> **TASK OBJECTIVE**
Rewrite the data below, replacing every "top bun" with "upper bun" and keeping everything else the same. Leave the pictures out.

> **DATA PROVIDED**
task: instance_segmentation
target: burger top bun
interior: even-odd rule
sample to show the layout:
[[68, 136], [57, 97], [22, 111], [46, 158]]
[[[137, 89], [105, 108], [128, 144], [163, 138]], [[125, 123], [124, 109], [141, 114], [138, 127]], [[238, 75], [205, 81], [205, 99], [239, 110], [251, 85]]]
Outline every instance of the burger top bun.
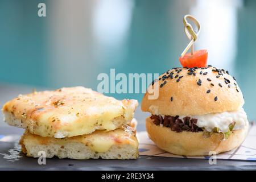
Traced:
[[203, 115], [236, 110], [244, 104], [235, 78], [228, 71], [210, 65], [174, 68], [162, 74], [151, 85], [153, 92], [157, 92], [155, 87], [158, 87], [158, 98], [148, 97], [150, 86], [141, 107], [152, 114]]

> **WORKED ANSWER**
task: instance_segmentation
target: burger upper bun
interior: even-odd rule
sample to show the layout:
[[68, 136], [57, 97], [22, 111], [46, 158]]
[[[137, 89], [105, 108], [128, 144], [163, 138]], [[125, 123], [124, 109], [141, 114], [138, 127]], [[238, 75], [205, 81], [205, 99], [239, 110], [251, 85]]]
Outline every instance of the burger upper bun.
Traced:
[[203, 115], [236, 110], [244, 104], [235, 78], [228, 71], [210, 65], [174, 68], [162, 74], [151, 85], [153, 92], [157, 92], [155, 87], [158, 87], [158, 98], [148, 97], [150, 86], [141, 107], [152, 114]]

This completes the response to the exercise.